Written exercise: Could you update the material below so that each "dot" becomes "mark", keeping everything else the same?

#### Listing

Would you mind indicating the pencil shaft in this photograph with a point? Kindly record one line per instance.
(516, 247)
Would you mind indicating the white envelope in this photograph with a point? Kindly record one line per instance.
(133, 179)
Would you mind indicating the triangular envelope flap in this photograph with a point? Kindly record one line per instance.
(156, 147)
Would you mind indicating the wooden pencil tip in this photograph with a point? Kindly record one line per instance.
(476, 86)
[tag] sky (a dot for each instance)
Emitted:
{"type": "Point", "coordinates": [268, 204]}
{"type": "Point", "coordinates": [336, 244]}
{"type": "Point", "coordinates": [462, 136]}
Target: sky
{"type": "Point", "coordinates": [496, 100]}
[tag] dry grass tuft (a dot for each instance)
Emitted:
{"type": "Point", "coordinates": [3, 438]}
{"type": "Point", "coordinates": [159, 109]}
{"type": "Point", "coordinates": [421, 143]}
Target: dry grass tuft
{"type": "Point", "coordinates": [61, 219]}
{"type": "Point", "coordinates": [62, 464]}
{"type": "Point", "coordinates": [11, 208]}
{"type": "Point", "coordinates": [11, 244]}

########

Exercise result:
Would you mind indicating the pencil shaft in this photograph with a point? Kindly record one line per instance.
(516, 247)
Would you mind indicating the white envelope in this photograph with a point? Kindly record one line per instance.
(133, 179)
Would you mind indicating the triangular envelope flap in this photograph with a point? Kindly record one line per instance.
(156, 147)
Would you mind indicating the wooden pencil tip in this photograph with a point? Kindly record one line per instance.
(476, 86)
[tag] sky (a mark for each instance)
Emitted:
{"type": "Point", "coordinates": [268, 204]}
{"type": "Point", "coordinates": [336, 244]}
{"type": "Point", "coordinates": [462, 136]}
Target: sky
{"type": "Point", "coordinates": [496, 100]}
[tag] dry grass tuft (a mark for each instance)
Emitted:
{"type": "Point", "coordinates": [3, 438]}
{"type": "Point", "coordinates": [159, 109]}
{"type": "Point", "coordinates": [421, 143]}
Target: dry grass tuft
{"type": "Point", "coordinates": [61, 219]}
{"type": "Point", "coordinates": [62, 464]}
{"type": "Point", "coordinates": [11, 208]}
{"type": "Point", "coordinates": [11, 244]}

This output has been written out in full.